Analisi e commento de “Il libro” di Giovanni Pascoli. (da Primi Poemetti)

I
Sopra il leggìo di quercia è nell’altana,
aperto, il libro. Quella quercia ancora,
esercitata dalla tramontana,
viveva nella sua selva sonora;
e quel libro era antico. Eccolo: aperto,
sembra che ascolti il tarlo che lavora.
E sembra ch’uno (donde mai? non, certo,
dal tremulo uscio, cui tentenna il vento
delle montagne e il vento del deserto,
sorti d’un tratto…) sia venuto, e lento
sfogli – se n’ode il crepitar leggiero –
le carte. E l’uomo non vedo io: lo sento,
invisibile, là, come il pensiero…
II
Un uomo è là, che sfoglia dalla prima
carta all’estrema, rapido, e pian piano
va, dall’estrema, a ritrovar la prima.
E poi nell’ira del cercar suo vano
volta i fragili fogli a venti, a trenta,
a cento, con l’impazïente mano.
E poi li volge a uno a uno, lenta-
mente, esitando; ma via via più forte,
più presto, i fogli contro i fogli avventa.
Sosta… Trovò? Non gemono le porte
più, tutto oscilla in un silenzio austero.
Legge?… Un istante; e volta le contorte
pagine, e torna ad inseguire il vero.
III
E sfoglia ancora; al vespro, che da nere
nubi rosseggia; tra un errar di tuoni,
tra un alïare come di chimere.
E sfoglia ancora, mentre i padiglioni
tumidi al vento l’ombra tende, e viene
con le deserte costellazïoni
la sacra notte. Ancora e sempre: bene
io n’odo il crepito arido tra canti
lunghi nel cielo come di sirene.
┄┄┄┄┄┄
(Consegne):
1. Dalla poesia sul libro, riscrivi senza cambiare nulla il passo che comincia con "Analisi e commento" e finisce con "tarlo che lavora.".
2. Nella poesia sul libro, perché l'uomo volta i fogli a venti, a trenta, a cento con mano impaziente? Spiegalo in una o due frasi.
┄┄┄┄┄┄
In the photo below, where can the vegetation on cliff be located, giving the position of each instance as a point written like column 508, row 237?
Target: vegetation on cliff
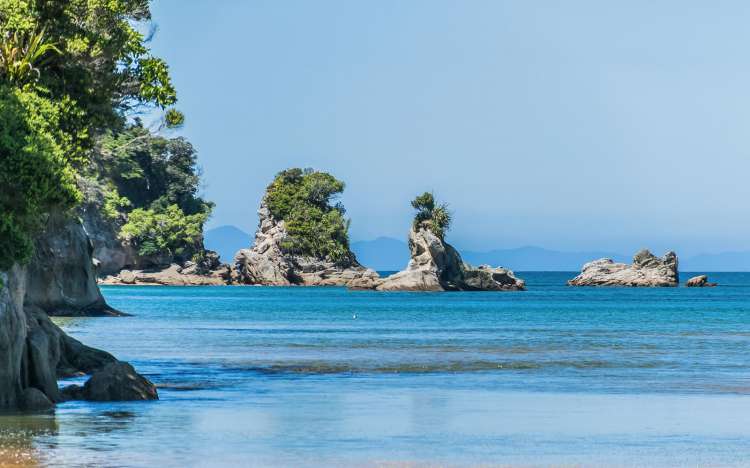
column 151, row 189
column 430, row 215
column 72, row 76
column 315, row 226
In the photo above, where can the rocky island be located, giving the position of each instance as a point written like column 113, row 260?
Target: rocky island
column 647, row 270
column 436, row 266
column 302, row 238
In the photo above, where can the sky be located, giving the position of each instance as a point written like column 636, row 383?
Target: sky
column 575, row 125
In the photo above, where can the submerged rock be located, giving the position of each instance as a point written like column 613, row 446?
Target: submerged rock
column 267, row 264
column 647, row 270
column 117, row 381
column 436, row 266
column 700, row 281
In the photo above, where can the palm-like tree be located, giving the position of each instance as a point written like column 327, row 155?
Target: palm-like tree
column 430, row 215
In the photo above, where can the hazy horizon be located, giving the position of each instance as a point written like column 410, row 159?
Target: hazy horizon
column 576, row 126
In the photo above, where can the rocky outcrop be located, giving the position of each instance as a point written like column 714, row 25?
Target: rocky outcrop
column 117, row 381
column 436, row 266
column 118, row 263
column 647, row 270
column 267, row 264
column 61, row 277
column 209, row 273
column 700, row 281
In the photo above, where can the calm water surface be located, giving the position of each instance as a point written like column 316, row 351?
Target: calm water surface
column 252, row 376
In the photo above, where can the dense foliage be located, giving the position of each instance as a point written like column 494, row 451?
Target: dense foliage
column 152, row 183
column 69, row 70
column 430, row 215
column 165, row 232
column 315, row 227
column 35, row 170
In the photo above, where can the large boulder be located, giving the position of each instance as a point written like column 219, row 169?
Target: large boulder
column 267, row 264
column 647, row 270
column 436, row 266
column 117, row 381
column 61, row 277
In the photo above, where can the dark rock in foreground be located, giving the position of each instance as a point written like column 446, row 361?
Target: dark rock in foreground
column 647, row 270
column 117, row 381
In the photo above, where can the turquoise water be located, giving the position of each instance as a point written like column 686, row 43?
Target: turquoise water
column 254, row 376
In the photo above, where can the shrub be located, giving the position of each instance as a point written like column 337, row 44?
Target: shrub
column 315, row 226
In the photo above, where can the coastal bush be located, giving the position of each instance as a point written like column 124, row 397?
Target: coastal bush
column 169, row 232
column 35, row 169
column 315, row 226
column 430, row 215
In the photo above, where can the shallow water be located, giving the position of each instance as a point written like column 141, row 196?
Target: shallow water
column 324, row 376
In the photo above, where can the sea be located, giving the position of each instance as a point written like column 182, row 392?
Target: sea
column 302, row 376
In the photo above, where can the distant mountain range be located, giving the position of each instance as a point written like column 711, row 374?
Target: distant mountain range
column 389, row 254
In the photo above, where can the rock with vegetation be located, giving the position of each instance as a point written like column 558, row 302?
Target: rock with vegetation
column 62, row 276
column 700, row 281
column 69, row 72
column 647, row 270
column 435, row 265
column 302, row 238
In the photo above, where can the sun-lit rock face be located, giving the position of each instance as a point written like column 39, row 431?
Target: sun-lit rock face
column 267, row 264
column 647, row 270
column 436, row 266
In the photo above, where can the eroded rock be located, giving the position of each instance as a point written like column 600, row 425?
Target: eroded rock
column 436, row 266
column 267, row 264
column 647, row 270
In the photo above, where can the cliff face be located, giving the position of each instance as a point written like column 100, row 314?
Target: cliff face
column 12, row 336
column 647, row 270
column 436, row 266
column 61, row 277
column 267, row 264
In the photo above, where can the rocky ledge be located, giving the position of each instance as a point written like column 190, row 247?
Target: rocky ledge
column 267, row 264
column 436, row 266
column 647, row 270
column 210, row 272
column 700, row 281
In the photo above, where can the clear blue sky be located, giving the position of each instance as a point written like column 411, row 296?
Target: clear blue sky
column 570, row 125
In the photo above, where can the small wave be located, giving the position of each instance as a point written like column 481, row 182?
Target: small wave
column 323, row 368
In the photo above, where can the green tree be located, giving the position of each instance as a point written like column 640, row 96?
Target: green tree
column 315, row 226
column 430, row 215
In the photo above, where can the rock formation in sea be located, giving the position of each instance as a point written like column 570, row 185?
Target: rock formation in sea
column 268, row 263
column 647, row 270
column 34, row 352
column 436, row 266
column 700, row 281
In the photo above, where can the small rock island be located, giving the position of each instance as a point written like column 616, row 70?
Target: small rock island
column 435, row 265
column 302, row 238
column 647, row 270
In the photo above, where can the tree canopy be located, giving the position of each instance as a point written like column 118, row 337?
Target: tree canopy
column 69, row 70
column 315, row 226
column 431, row 215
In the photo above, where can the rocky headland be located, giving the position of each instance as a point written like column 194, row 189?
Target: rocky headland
column 647, row 270
column 436, row 266
column 267, row 262
column 700, row 281
column 302, row 237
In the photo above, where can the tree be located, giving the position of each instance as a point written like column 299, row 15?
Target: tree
column 430, row 216
column 315, row 226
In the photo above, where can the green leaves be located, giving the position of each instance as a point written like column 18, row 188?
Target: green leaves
column 302, row 199
column 435, row 218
┄┄┄┄┄┄
(Risposte):
1.
Analisi e commento de “Il libro” di Giovanni Pascoli. (da Primi Poemetti)

I
Sopra il leggìo di quercia è nell’altana,
aperto, il libro. Quella quercia ancora,
esercitata dalla tramontana,
viveva nella sua selva sonora;
e quel libro era antico. Eccolo: aperto,
sembra che ascolti il tarlo che lavora.

2. Lo fa per l'ira della sua ricerca, che resta vana. Non trova quello che cerca e per questo sfoglia in fretta, con mano impaziente.